> [INSTRUÇÕES DO EXERCÍCIO]
a. Copie fielmente uma parte do texto sobre a espera amorosa: comece nas palavras "Freud também fala" e pare logo depois de "posição do feminino.".
b. No texto sobre a espera amorosa, o que Penélope faz enquanto imagina a volta de Ulisses?

No estado de enamoramento, os tempos se mesclam, o futuro é pleno de esperanças de se retomar o passado.

Barthes (1991) nos lembra que historicamente a espera é da Mulher. É ela a sedentária e, o Homem, caçador, viajante. O conquistador.

Enquanto espera, continua Barthes, a mulher sustenta e dá forma à ausência: ela canta e tece. Assim faz Penélope, tecendo e destecendo - fazeres da mulher -, imaginando a volta de Ulisses, que navegava por ilhas e amores. Fazeres do homem.

Conclui Barthes (1991) que todo homem que vive a ausência de alguém amado, que espera, “feminino se declara”. Um homem apaixonado está, segundo esse autor, “milagrosamente feminizado” (p. 28).

Freud também fala do tecer feminino como uma maneira de, através da tessitura dos pelos pubianos, esconder a vergonha da castração. Chama ainda de feminino um tipo de masoquismo, que ele diz ser mais comum nos homens. Para esses homens, o gozo acontece em situações de humilhação e de submissão, situações essas que colocam o sujeito em posição de passividade, equiparada à posição do feminino.

A espera por algo ou alguém denota uma incompletude, sinaliza uma falta. Em O banquete, Sócrates fala do Amor repetindo as palavras da sacerdotisa Diotimia “sobremodo entendida nesse assunto” (Platão, 2001, p. 62), fazendo uma diferença entre aquele que ama e o que é amado, e assim fala: “Aquilo que amamos é, realmente, belo, delicado, perfeito e bem-aventurado. Porém o amante é de natureza muito diferente” (p. 66). O amado é bom, perfeito e belo, mas aquele que ama é descrito como um demônio, sagacíssimo, feiticeiro temível, criador de ardis para apanhar o que é belo e bom. É pobre, imperfeito, portanto. O amor implicava, para os gregos, amantes da harmonia, uma desarmonia, na medida em que o sujeito apaixonado move-se em busca de algo que lhe falta.3

A paixão, enfim, revela um déficit, e talvez nesse aspecto remeta ao feminino, ao qual falta o falo, medida de completude.

> [ITENS APRESENTADOS]
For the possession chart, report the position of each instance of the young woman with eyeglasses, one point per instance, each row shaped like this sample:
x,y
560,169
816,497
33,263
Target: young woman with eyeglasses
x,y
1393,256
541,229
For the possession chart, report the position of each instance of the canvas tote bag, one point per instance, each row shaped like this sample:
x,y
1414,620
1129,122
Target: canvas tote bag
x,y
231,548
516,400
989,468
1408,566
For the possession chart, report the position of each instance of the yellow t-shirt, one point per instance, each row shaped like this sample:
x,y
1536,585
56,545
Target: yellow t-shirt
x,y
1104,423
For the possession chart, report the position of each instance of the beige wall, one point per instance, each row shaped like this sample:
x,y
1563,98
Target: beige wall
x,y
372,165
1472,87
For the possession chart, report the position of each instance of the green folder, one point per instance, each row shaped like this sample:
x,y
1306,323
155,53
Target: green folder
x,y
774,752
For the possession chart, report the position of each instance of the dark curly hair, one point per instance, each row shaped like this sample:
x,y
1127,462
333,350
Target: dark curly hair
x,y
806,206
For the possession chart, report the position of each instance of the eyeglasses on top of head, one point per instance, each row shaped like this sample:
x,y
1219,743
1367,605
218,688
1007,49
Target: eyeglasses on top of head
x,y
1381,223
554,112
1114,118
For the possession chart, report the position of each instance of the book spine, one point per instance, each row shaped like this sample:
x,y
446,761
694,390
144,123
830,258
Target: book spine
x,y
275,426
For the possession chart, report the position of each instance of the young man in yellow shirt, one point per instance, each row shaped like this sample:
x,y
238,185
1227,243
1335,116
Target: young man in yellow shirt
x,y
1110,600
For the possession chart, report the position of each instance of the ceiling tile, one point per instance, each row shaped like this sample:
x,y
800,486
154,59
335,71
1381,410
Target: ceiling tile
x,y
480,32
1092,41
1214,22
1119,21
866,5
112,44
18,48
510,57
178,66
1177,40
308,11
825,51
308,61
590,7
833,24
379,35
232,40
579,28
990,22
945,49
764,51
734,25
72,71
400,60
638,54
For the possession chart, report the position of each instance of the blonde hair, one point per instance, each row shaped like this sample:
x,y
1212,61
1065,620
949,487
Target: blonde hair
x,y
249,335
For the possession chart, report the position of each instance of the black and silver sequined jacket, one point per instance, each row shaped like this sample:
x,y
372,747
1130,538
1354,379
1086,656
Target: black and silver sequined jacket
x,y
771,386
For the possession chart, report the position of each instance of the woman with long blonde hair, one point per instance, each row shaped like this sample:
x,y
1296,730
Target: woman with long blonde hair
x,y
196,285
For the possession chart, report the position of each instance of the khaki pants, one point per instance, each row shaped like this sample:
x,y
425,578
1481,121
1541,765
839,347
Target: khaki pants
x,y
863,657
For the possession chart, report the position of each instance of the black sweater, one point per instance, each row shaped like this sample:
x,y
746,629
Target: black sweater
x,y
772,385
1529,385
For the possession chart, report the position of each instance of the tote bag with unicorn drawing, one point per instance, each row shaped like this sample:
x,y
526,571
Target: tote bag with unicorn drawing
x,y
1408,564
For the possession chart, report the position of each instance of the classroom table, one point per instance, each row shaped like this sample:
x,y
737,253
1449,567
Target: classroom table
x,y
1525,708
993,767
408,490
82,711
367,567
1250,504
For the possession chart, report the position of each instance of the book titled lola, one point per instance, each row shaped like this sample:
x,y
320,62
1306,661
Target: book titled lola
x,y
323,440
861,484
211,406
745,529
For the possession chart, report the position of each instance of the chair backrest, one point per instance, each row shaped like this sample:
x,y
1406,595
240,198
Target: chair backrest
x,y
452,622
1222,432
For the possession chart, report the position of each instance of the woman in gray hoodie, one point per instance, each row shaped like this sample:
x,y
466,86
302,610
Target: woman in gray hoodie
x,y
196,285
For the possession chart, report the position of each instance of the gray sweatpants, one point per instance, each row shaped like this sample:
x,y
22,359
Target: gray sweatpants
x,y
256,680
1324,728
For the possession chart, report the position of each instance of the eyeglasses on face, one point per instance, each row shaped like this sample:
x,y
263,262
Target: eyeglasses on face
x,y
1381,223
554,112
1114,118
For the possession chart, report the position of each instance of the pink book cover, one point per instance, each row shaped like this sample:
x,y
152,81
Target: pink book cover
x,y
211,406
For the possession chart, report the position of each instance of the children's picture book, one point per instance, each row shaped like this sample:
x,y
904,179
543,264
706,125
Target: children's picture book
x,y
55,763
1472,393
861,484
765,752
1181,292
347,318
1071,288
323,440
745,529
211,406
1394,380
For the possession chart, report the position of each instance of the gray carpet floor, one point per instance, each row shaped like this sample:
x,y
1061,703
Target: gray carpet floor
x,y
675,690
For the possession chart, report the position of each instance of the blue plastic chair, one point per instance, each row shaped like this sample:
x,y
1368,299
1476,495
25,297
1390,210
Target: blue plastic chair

> [SUAS RESPOSTAS ESCRITAS]
a.
Freud também fala do tecer feminino como uma maneira de, através da tessitura dos pelos pubianos, esconder a vergonha da castração. Chama ainda de feminino um tipo de masoquismo, que ele diz ser mais comum nos homens. Para esses homens, o gozo acontece em situações de humilhação e de submissão, situações essas que colocam o sujeito em posição de passividade, equiparada à posição do feminino.

b. Penélope tece e destece.